TASK DESCRIPTION: Should the word "green" occur in a line of the records, copy that line.

ENTRIES SUPPLIED:
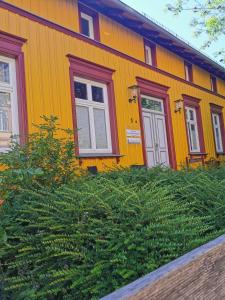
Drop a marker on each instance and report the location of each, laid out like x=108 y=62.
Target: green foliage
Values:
x=46 y=160
x=90 y=237
x=209 y=20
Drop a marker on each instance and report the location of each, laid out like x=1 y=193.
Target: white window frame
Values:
x=11 y=88
x=91 y=105
x=194 y=122
x=90 y=24
x=217 y=126
x=149 y=55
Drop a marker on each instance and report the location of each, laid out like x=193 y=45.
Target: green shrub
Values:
x=91 y=237
x=46 y=160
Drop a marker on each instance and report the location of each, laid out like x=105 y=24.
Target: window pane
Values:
x=100 y=129
x=215 y=120
x=85 y=27
x=4 y=72
x=97 y=94
x=83 y=125
x=80 y=90
x=191 y=115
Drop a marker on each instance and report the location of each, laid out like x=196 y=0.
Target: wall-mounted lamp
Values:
x=134 y=92
x=179 y=104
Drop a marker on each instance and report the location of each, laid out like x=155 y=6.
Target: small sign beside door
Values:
x=134 y=141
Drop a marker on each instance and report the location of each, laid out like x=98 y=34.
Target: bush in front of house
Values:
x=46 y=159
x=91 y=237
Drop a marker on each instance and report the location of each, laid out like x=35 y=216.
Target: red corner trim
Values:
x=218 y=110
x=50 y=24
x=153 y=50
x=213 y=82
x=86 y=10
x=160 y=91
x=190 y=70
x=195 y=103
x=88 y=70
x=11 y=46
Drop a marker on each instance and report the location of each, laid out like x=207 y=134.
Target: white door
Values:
x=155 y=131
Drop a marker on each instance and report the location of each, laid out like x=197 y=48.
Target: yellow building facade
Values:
x=133 y=93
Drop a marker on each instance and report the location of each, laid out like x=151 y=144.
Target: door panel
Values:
x=155 y=137
x=161 y=140
x=149 y=139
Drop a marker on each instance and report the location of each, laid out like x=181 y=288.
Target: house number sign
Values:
x=133 y=133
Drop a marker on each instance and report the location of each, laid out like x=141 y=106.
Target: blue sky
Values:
x=178 y=24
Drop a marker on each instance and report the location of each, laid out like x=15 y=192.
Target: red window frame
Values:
x=195 y=104
x=11 y=46
x=213 y=82
x=88 y=70
x=216 y=109
x=88 y=11
x=189 y=68
x=152 y=46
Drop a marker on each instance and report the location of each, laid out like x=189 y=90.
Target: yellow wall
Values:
x=48 y=85
x=65 y=13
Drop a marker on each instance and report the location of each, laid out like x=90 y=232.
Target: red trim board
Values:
x=88 y=70
x=11 y=46
x=159 y=91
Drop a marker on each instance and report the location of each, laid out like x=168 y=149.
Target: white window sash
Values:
x=11 y=88
x=217 y=127
x=90 y=24
x=195 y=123
x=91 y=105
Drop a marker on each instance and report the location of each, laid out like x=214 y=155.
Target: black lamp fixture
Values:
x=134 y=92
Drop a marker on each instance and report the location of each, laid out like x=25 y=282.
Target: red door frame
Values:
x=153 y=89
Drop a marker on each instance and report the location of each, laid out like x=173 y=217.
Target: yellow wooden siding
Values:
x=65 y=13
x=61 y=12
x=48 y=86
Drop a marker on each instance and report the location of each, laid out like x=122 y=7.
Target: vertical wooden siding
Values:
x=65 y=13
x=48 y=86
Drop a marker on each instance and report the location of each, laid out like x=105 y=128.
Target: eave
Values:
x=130 y=18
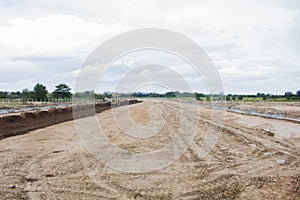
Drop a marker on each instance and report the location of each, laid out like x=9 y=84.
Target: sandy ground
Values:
x=245 y=163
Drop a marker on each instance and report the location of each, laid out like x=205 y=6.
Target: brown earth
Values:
x=245 y=163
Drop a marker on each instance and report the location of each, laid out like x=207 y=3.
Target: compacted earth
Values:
x=230 y=156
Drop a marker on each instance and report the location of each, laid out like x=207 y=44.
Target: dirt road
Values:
x=245 y=163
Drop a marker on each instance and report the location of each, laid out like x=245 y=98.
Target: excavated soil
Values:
x=245 y=163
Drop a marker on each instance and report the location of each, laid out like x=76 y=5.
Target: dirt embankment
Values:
x=17 y=124
x=287 y=109
x=245 y=163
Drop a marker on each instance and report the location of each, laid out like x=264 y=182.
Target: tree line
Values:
x=229 y=97
x=63 y=91
x=41 y=93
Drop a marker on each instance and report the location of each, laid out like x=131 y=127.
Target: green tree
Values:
x=40 y=92
x=62 y=91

SOLVED PROBLEM:
Target: green foliage
Target: green shrub
Target: green tree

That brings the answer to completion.